- [Work instructions] Locate all lines in the data below that hold "solar" and show them.

- [Dataset records]
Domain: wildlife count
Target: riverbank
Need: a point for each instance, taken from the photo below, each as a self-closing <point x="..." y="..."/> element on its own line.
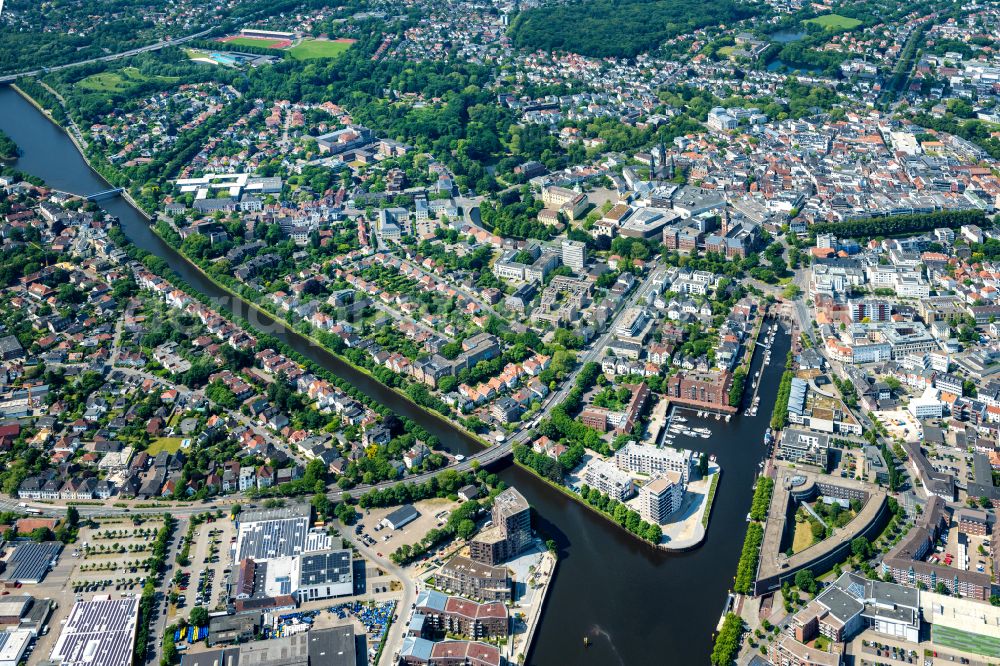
<point x="619" y="613"/>
<point x="689" y="528"/>
<point x="274" y="318"/>
<point x="520" y="645"/>
<point x="251" y="305"/>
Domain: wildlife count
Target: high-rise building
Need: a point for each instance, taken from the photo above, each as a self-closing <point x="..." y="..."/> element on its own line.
<point x="574" y="254"/>
<point x="661" y="497"/>
<point x="510" y="533"/>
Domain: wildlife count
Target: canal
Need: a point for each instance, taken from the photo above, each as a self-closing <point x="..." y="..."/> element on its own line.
<point x="638" y="605"/>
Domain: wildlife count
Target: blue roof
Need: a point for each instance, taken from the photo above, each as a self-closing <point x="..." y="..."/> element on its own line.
<point x="417" y="647"/>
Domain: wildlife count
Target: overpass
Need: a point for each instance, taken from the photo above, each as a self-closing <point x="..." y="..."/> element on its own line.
<point x="106" y="194"/>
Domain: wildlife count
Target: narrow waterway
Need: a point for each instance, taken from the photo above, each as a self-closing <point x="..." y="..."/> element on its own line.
<point x="638" y="605"/>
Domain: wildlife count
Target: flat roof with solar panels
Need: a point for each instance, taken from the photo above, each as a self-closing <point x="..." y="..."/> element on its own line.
<point x="273" y="533"/>
<point x="328" y="574"/>
<point x="30" y="561"/>
<point x="99" y="632"/>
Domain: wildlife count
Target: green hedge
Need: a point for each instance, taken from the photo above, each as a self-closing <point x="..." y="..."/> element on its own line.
<point x="761" y="498"/>
<point x="746" y="570"/>
<point x="727" y="643"/>
<point x="901" y="224"/>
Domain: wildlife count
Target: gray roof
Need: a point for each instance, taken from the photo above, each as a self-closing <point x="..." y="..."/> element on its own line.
<point x="31" y="561"/>
<point x="332" y="647"/>
<point x="402" y="515"/>
<point x="98" y="633"/>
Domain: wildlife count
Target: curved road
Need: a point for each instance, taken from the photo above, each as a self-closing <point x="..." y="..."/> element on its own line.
<point x="10" y="78"/>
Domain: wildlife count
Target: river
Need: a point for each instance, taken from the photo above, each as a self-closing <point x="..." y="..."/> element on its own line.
<point x="637" y="604"/>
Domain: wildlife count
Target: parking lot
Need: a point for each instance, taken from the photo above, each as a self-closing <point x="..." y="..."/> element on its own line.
<point x="202" y="582"/>
<point x="112" y="557"/>
<point x="384" y="540"/>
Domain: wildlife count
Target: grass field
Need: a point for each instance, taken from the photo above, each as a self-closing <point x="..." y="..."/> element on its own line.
<point x="119" y="81"/>
<point x="256" y="41"/>
<point x="835" y="22"/>
<point x="318" y="48"/>
<point x="965" y="641"/>
<point x="168" y="444"/>
<point x="803" y="537"/>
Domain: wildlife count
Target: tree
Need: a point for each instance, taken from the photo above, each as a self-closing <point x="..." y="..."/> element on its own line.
<point x="466" y="528"/>
<point x="861" y="547"/>
<point x="805" y="581"/>
<point x="199" y="616"/>
<point x="40" y="534"/>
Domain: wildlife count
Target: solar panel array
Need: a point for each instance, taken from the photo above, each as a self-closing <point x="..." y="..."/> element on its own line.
<point x="266" y="539"/>
<point x="320" y="568"/>
<point x="100" y="632"/>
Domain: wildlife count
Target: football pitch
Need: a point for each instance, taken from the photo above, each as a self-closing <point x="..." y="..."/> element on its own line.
<point x="965" y="641"/>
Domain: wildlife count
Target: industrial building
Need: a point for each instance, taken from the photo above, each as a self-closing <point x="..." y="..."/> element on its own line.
<point x="30" y="562"/>
<point x="274" y="533"/>
<point x="99" y="632"/>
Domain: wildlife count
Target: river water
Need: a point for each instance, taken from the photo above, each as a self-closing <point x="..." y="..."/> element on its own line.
<point x="638" y="605"/>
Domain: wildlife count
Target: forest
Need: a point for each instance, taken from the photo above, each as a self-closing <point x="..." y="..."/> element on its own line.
<point x="620" y="28"/>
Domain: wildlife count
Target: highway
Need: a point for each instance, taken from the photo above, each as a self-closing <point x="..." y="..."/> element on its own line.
<point x="10" y="78"/>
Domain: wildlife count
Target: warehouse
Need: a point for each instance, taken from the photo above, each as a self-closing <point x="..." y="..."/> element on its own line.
<point x="12" y="646"/>
<point x="99" y="632"/>
<point x="272" y="533"/>
<point x="30" y="562"/>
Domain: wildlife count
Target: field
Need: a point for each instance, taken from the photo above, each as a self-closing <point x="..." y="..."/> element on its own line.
<point x="259" y="42"/>
<point x="319" y="48"/>
<point x="835" y="22"/>
<point x="168" y="444"/>
<point x="119" y="81"/>
<point x="803" y="537"/>
<point x="963" y="640"/>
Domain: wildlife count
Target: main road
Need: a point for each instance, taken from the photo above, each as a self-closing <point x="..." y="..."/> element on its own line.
<point x="10" y="78"/>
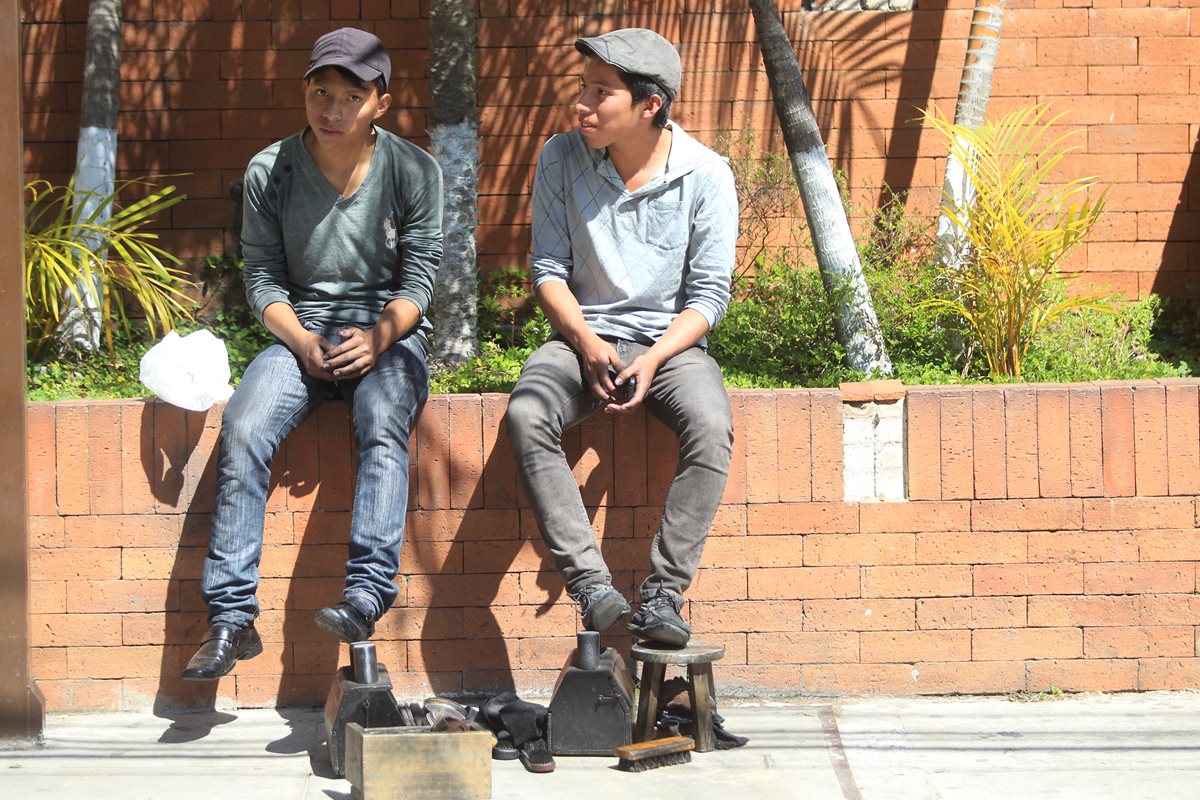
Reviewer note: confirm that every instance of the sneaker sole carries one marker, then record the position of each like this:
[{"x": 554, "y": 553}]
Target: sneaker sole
[
  {"x": 669, "y": 635},
  {"x": 335, "y": 630}
]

- [Completed exercise]
Target: flat roof with solar panels
Target: solar panel array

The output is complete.